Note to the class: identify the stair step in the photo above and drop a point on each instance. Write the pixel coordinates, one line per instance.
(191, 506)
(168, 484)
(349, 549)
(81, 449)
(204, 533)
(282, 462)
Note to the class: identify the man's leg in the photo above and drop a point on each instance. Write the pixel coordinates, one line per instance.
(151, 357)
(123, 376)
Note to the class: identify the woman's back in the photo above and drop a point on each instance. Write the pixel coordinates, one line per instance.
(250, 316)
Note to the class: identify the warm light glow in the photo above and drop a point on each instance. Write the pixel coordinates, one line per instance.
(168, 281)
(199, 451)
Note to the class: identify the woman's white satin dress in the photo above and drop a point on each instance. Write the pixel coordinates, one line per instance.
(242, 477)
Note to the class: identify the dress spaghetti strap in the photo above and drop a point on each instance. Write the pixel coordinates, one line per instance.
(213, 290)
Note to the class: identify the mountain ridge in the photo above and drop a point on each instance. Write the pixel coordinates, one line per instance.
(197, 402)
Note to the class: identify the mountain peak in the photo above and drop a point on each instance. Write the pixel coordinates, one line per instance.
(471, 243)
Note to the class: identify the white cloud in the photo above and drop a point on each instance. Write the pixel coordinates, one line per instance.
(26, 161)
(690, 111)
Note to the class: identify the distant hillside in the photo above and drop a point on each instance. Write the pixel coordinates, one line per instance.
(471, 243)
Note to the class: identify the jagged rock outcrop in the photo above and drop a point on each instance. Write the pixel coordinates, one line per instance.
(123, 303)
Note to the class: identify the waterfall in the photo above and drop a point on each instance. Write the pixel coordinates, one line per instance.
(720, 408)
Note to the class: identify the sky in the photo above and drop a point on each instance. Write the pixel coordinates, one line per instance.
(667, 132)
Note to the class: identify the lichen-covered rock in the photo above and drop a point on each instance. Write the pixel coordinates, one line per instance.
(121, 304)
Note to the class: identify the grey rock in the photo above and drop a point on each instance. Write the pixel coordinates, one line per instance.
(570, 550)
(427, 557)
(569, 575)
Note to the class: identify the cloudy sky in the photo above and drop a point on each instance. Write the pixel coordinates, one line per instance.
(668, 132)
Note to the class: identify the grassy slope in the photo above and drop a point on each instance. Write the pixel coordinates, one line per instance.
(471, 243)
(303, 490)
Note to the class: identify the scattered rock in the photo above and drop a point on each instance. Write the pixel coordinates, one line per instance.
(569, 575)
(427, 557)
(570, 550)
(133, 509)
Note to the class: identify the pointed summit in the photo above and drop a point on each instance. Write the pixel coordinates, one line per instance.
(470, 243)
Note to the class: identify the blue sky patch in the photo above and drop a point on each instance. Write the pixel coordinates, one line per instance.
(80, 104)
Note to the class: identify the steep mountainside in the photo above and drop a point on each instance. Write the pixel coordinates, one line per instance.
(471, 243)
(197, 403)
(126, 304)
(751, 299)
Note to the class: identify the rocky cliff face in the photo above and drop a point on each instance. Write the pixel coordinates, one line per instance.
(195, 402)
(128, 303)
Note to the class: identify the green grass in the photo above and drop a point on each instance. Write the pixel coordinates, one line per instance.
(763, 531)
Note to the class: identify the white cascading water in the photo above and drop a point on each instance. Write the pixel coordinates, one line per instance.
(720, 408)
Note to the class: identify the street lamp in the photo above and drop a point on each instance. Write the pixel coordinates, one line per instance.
+++
[AIM OF THE EXERCISE] Make a verbatim copy of every entry shown above.

[OUTPUT]
Note to the class: identify the stair step in the photo above and drop a point on each instance. Write the pixel coordinates, one line per instance.
(191, 506)
(168, 484)
(349, 549)
(81, 449)
(204, 533)
(282, 462)
Note to the class: identify the man's leg in the photo above and drop a point on each instance. Write the pixel coordinates, one line per instance.
(151, 357)
(123, 376)
Note to the class: identify the woman's back in the photo above and drop a point on each instance. Write the pixel coordinates, one line per instance.
(250, 316)
Note to the class: identify the warm light glow in the photo above and drop a point on each instance. Write the pixel coordinates, one line per instance.
(168, 281)
(199, 451)
Note to the class: identify the woman's white satin dress in the photo above and drop a point on each instance. Write the pixel coordinates, one line per instance.
(242, 477)
Note to the class: identify the dress spaghetti strap in the photo above and drop a point on each instance. Write the pixel coordinates, one line per instance.
(213, 290)
Note to the class: identify the mountain ridge in the photo above and drop a point on each instance. Write the pixel coordinates, one line per instance.
(197, 402)
Note to the class: identify the mountain peak in the photo above and drop a point on each instance. Write the pixel coordinates, one line per instance.
(471, 243)
Note to the class: identify the white cloud in the photo above and drop a point on each instance. Write the pixel coordinates, one line per instance.
(26, 161)
(690, 111)
Note to the class: identify the distant hillside in the photo above and drop a point on each instance. Write the pixel coordinates, one line per instance.
(471, 243)
Note to the class: identify the jagged rock outcrop in the photo above and drop a point on each instance. Write the pixel coordinates, one line per instance.
(123, 303)
Note to the class: identify the waterfall in the photo above and drop a point on each instance. Write the pixel coordinates, one line per instance.
(720, 408)
Note to the class: identify the sky in the photo above and drop a point on each instance. Write the pixel coordinates, one line per instance.
(667, 132)
Note to the class: identify the lichen-covered rock in the photo above and drop a point on each instance. Write the pixel coordinates, one line per instance.
(121, 304)
Note to the class: identify the grey rock in the photo above and drop a point on each instance. Write the pixel coordinates, one line per instance.
(570, 550)
(427, 557)
(569, 575)
Note to the class: identify the cloudy sky in the photo above and drop a point on each instance. Write the pixel coordinates, one line per instance.
(668, 132)
Note to the class: identify the grassy slope in the photo above and drop a point on each instance. Write the pixel coordinates, one line per instance.
(471, 243)
(303, 490)
Note to the class: identify the scattered rock in the photo above and drop a point on each instance. Write the pixel coordinates, one line per instance.
(569, 575)
(427, 557)
(570, 550)
(133, 509)
Note to the class: identify the pointed summit in the photo above and drop a point on each instance. Write the pixel coordinates, one line per instance.
(470, 243)
Note to the class: identify the blue sky patch in the photo above and drop a point on each instance. Write the pixel coordinates, one line per instance.
(80, 104)
Note to the class: identify the steep mountainside in the photo above and drop a point on each instance. Write the pixel coordinates, one line per instance.
(471, 243)
(197, 403)
(126, 304)
(751, 299)
Note to the class: identify the rocky cliff face in the photo above and drop a point on each instance. Write the pixel coordinates, one line per instance.
(195, 402)
(128, 303)
Note to the class: identify the green grass in the photo above and drop a point on each instance. Write the pixel coordinates, one line per instance.
(763, 531)
Note to the class: identify the white cascading water in the photo above and drop a point on each instance. Write the pixel coordinates, one line per instance.
(720, 408)
Note to the class: identify the street lamp in the photo above and drop a point on each instance. Write the pixel coordinates, one line per instance.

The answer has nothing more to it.